## [Work task]
Starting with the line containing "280L553 287L600 284L598" and going on through the line containing "positive clicks: (565, 264) (544, 278)", write out those lines again with "rough mask" swapped for "coarse mask" and everything else left unchanged.

## [Dataset records]
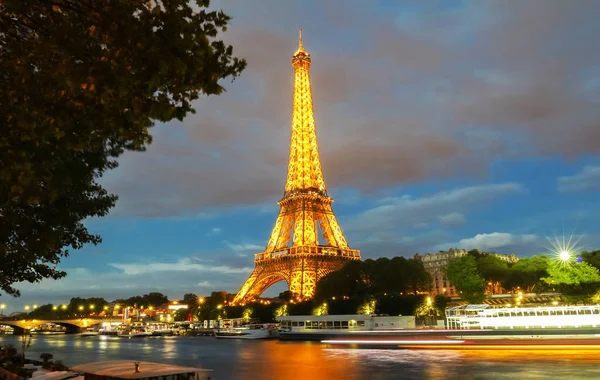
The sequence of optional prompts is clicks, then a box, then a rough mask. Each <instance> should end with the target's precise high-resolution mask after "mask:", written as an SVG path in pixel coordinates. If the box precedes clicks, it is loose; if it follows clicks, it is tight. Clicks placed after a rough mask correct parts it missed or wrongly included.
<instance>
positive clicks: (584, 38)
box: [105, 1, 600, 217]
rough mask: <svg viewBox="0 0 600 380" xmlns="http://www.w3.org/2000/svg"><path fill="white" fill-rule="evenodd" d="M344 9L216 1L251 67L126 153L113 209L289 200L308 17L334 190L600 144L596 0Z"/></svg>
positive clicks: (315, 72) (316, 75)
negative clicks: (288, 168) (303, 35)
mask: <svg viewBox="0 0 600 380" xmlns="http://www.w3.org/2000/svg"><path fill="white" fill-rule="evenodd" d="M340 4H343V5H344V6H336V5H334V4H331V3H329V2H327V5H325V6H323V4H322V3H321V2H316V1H308V2H302V3H301V4H295V3H286V4H285V5H284V4H283V3H278V2H265V1H263V2H261V1H258V2H252V3H248V2H243V1H221V2H217V3H215V4H213V5H214V6H215V7H216V8H223V9H224V10H225V11H226V12H227V13H229V14H231V15H233V16H234V19H233V24H232V26H231V28H229V31H228V32H227V33H226V35H225V36H226V41H227V42H228V43H231V44H233V45H234V51H235V52H236V54H239V55H240V56H243V57H246V58H247V59H248V69H247V70H246V71H245V72H244V73H243V75H242V77H241V78H238V79H236V81H234V82H233V83H229V82H224V83H223V84H224V85H225V86H226V88H227V92H226V93H225V94H223V95H221V96H218V97H209V98H203V99H201V100H199V101H198V102H197V103H196V109H197V111H198V113H197V115H195V116H191V117H189V118H187V119H186V120H185V121H184V122H183V123H171V124H169V125H162V126H157V127H155V128H154V130H153V134H154V135H155V143H154V144H153V145H152V146H151V147H150V148H149V150H148V151H147V152H145V153H132V154H127V155H125V156H124V157H123V158H122V159H121V160H120V161H121V167H120V168H119V169H117V170H115V171H114V172H113V173H111V174H110V175H109V176H108V178H107V179H106V181H105V183H106V185H107V187H108V189H109V190H111V191H113V192H115V193H116V194H118V195H119V196H120V202H119V205H118V209H117V212H120V213H122V214H126V215H136V216H142V217H164V216H174V215H181V214H186V213H190V214H196V213H198V212H206V211H209V210H210V209H213V208H222V207H225V206H230V205H234V206H235V205H238V206H239V205H247V204H257V203H262V202H267V201H274V200H276V199H277V198H278V197H279V196H281V193H282V189H283V181H284V180H285V172H286V170H287V154H288V144H289V137H290V136H289V135H290V120H291V111H292V87H293V69H292V67H291V62H290V60H291V54H292V53H293V51H294V50H295V48H296V28H297V27H300V26H301V27H303V28H304V30H305V46H306V48H307V50H308V51H309V52H310V53H311V54H312V57H313V67H312V72H311V74H312V80H313V95H314V99H315V115H316V120H317V132H318V136H319V143H320V147H321V155H322V160H323V167H324V171H325V178H326V182H327V185H328V187H329V188H336V187H341V186H347V187H354V188H357V189H359V190H360V191H370V190H378V189H381V188H383V187H386V186H394V185H398V184H402V183H409V182H414V181H419V180H423V179H427V178H430V177H440V176H454V175H457V174H466V175H482V174H484V173H485V172H486V170H487V165H488V163H489V162H491V160H493V159H496V158H507V157H510V158H519V157H525V156H537V155H563V156H568V157H574V156H577V155H581V154H586V153H594V152H599V151H600V108H599V107H597V104H598V99H600V89H599V86H597V85H596V86H593V85H592V84H593V83H596V84H597V83H598V78H600V69H598V66H597V62H600V50H599V49H597V48H596V46H597V45H598V44H599V42H600V41H599V40H600V33H599V32H600V30H599V27H598V26H597V23H596V20H595V18H596V17H597V16H596V15H597V14H598V13H599V12H598V11H600V3H598V2H594V1H590V2H585V1H575V2H565V1H527V2H510V3H508V4H507V3H505V2H494V1H489V2H485V1H477V2H466V3H465V4H464V5H461V6H460V7H449V6H448V5H447V4H446V3H445V2H441V3H439V4H438V5H439V6H436V7H434V6H424V5H422V4H421V2H410V3H406V4H404V3H403V6H394V7H391V6H388V7H387V8H385V11H382V10H381V7H382V6H381V7H369V6H366V5H365V4H364V2H360V3H359V2H352V1H350V2H343V3H340ZM407 4H408V5H407ZM301 24H302V25H301Z"/></svg>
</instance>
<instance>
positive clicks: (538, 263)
mask: <svg viewBox="0 0 600 380" xmlns="http://www.w3.org/2000/svg"><path fill="white" fill-rule="evenodd" d="M549 263H550V260H549V259H548V257H546V256H532V257H525V258H522V259H520V260H519V261H517V262H516V263H515V264H513V266H512V267H511V268H510V269H509V271H508V274H507V276H506V278H505V280H504V281H503V282H502V286H503V287H504V288H505V289H515V288H517V287H519V288H520V289H522V290H523V291H526V292H531V291H533V290H535V289H542V288H543V287H544V286H545V283H544V282H543V281H542V280H541V278H542V277H546V276H548V265H549Z"/></svg>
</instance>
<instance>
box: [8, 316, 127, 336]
mask: <svg viewBox="0 0 600 380" xmlns="http://www.w3.org/2000/svg"><path fill="white" fill-rule="evenodd" d="M105 322H106V323H113V322H122V319H120V318H119V319H108V318H74V319H48V320H46V319H19V320H9V319H0V325H3V326H10V327H12V328H13V329H14V334H15V335H22V334H24V333H25V332H27V331H30V330H31V329H33V328H36V327H38V326H41V325H45V324H48V323H52V324H55V325H59V326H63V327H65V328H66V329H67V331H66V332H67V334H77V333H80V332H81V330H82V329H86V328H88V327H92V326H95V325H98V324H100V323H105Z"/></svg>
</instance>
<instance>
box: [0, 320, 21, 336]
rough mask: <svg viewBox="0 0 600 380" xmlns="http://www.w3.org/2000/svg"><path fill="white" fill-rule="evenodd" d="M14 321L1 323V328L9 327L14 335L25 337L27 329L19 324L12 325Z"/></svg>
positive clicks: (8, 321) (4, 321)
mask: <svg viewBox="0 0 600 380" xmlns="http://www.w3.org/2000/svg"><path fill="white" fill-rule="evenodd" d="M11 322H13V321H0V326H8V327H11V328H12V329H13V334H14V335H23V334H25V331H26V329H25V328H24V327H21V326H19V325H18V324H15V323H11Z"/></svg>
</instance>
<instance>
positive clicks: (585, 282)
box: [542, 261, 600, 285]
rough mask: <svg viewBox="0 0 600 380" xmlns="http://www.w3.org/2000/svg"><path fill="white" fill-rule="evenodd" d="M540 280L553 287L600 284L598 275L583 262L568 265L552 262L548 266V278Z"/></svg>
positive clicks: (565, 264) (544, 278)
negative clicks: (550, 284)
mask: <svg viewBox="0 0 600 380" xmlns="http://www.w3.org/2000/svg"><path fill="white" fill-rule="evenodd" d="M542 280H543V281H545V282H547V283H548V284H553V285H582V284H586V283H597V282H600V273H599V272H598V269H597V268H595V267H593V266H591V265H590V264H588V263H586V262H585V261H584V262H581V263H579V264H570V265H569V264H563V263H560V262H555V261H552V262H551V263H550V265H549V266H548V277H544V278H542Z"/></svg>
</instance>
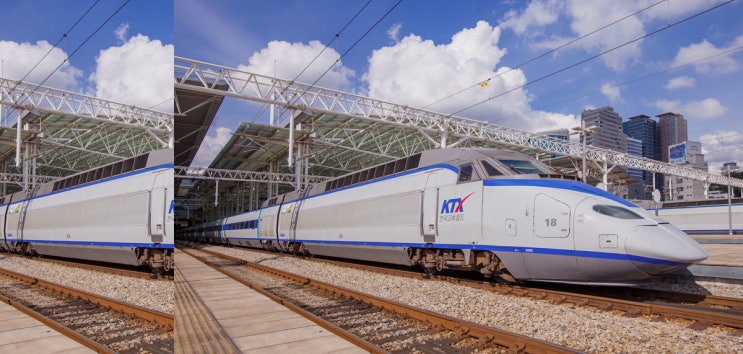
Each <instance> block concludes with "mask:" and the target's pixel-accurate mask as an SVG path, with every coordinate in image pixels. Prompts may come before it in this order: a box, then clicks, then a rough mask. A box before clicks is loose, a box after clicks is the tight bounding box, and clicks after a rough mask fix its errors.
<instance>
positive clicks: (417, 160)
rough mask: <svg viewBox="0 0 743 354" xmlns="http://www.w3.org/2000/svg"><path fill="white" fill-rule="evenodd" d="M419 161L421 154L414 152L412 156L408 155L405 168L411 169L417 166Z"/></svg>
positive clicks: (410, 169) (420, 159) (408, 169)
mask: <svg viewBox="0 0 743 354" xmlns="http://www.w3.org/2000/svg"><path fill="white" fill-rule="evenodd" d="M420 161H421V154H415V155H413V156H410V157H408V159H407V163H406V165H405V169H406V170H412V169H414V168H417V167H418V164H419V163H420Z"/></svg>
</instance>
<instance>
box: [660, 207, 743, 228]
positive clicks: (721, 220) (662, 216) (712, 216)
mask: <svg viewBox="0 0 743 354" xmlns="http://www.w3.org/2000/svg"><path fill="white" fill-rule="evenodd" d="M719 202H724V203H716V204H710V205H687V206H674V207H664V208H661V209H658V216H660V217H662V218H663V219H665V220H668V222H670V223H672V224H673V225H675V226H677V227H678V228H679V229H681V230H683V231H684V232H686V233H689V234H726V235H727V234H728V233H729V232H730V228H731V222H730V221H731V219H730V218H731V217H732V231H733V233H734V234H743V204H741V203H734V204H731V205H730V206H728V204H727V200H719ZM651 212H652V211H651Z"/></svg>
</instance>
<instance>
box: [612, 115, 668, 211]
mask: <svg viewBox="0 0 743 354" xmlns="http://www.w3.org/2000/svg"><path fill="white" fill-rule="evenodd" d="M622 131H623V132H624V133H625V134H627V136H628V137H631V138H635V139H639V140H640V141H642V154H641V156H642V157H645V158H648V159H653V160H659V159H660V154H659V153H660V148H659V144H658V123H657V122H656V121H655V120H654V119H652V118H650V117H648V116H646V115H644V114H641V115H639V116H634V117H631V118H629V120H627V121H626V122H624V123H622ZM627 152H628V153H630V154H632V152H630V151H629V148H628V151H627ZM656 177H657V178H656V180H655V183H656V185H655V186H654V185H653V172H650V171H642V191H640V189H639V188H632V187H630V188H629V197H630V198H634V199H646V200H649V199H651V198H652V192H653V190H654V189H656V188H661V187H662V183H663V178H662V177H660V176H656Z"/></svg>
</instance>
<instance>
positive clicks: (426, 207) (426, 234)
mask: <svg viewBox="0 0 743 354" xmlns="http://www.w3.org/2000/svg"><path fill="white" fill-rule="evenodd" d="M421 205H422V209H423V210H422V211H421V235H423V242H425V243H433V242H436V236H438V233H439V231H438V220H437V218H438V205H439V187H438V174H437V173H436V171H434V172H431V173H429V174H428V179H427V180H426V186H425V189H423V200H422V204H421Z"/></svg>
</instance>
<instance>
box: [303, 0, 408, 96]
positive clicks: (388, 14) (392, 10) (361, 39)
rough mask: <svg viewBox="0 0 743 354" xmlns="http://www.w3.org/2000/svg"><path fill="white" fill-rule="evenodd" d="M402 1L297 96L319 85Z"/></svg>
mask: <svg viewBox="0 0 743 354" xmlns="http://www.w3.org/2000/svg"><path fill="white" fill-rule="evenodd" d="M400 3H402V0H398V1H397V2H396V3H395V4H394V5H392V7H390V9H389V10H387V12H385V13H384V15H382V17H380V18H379V19H378V20H377V21H376V22H374V24H373V25H372V26H371V27H369V29H367V30H366V32H364V34H362V35H361V36H360V37H359V38H358V39H356V41H355V42H354V43H353V44H352V45H351V46H350V47H348V49H346V51H345V52H343V54H341V55H340V56H339V57H338V59H336V60H335V62H333V64H331V65H330V66H328V68H327V69H326V70H325V71H324V72H323V73H322V74H321V75H320V76H318V77H317V79H315V81H313V82H312V84H310V85H309V86H307V87H306V88H305V89H304V91H303V92H302V93H301V94H298V95H297V96H296V97H301V96H302V94H304V93H306V92H307V91H309V90H310V89H312V88H313V87H315V85H317V83H318V82H319V81H320V80H321V79H322V78H323V77H324V76H325V75H326V74H327V73H329V72H330V70H332V69H333V67H334V66H335V65H336V64H338V63H339V62H340V61H341V59H343V57H345V56H346V55H347V54H348V53H349V52H350V51H351V50H352V49H353V48H354V47H356V45H358V44H359V43H360V42H361V41H362V40H363V39H364V38H366V36H367V35H368V34H369V33H371V31H372V30H374V28H376V27H377V25H379V24H380V23H381V22H382V21H383V20H384V19H385V18H387V16H389V14H390V13H392V11H393V10H395V8H397V6H399V5H400ZM297 99H298V98H297Z"/></svg>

## [Task response]
coarse mask: <svg viewBox="0 0 600 380" xmlns="http://www.w3.org/2000/svg"><path fill="white" fill-rule="evenodd" d="M540 280L553 287L600 284L598 275L583 262L568 265L552 262L548 266V278Z"/></svg>
positive clicks: (565, 264) (544, 278)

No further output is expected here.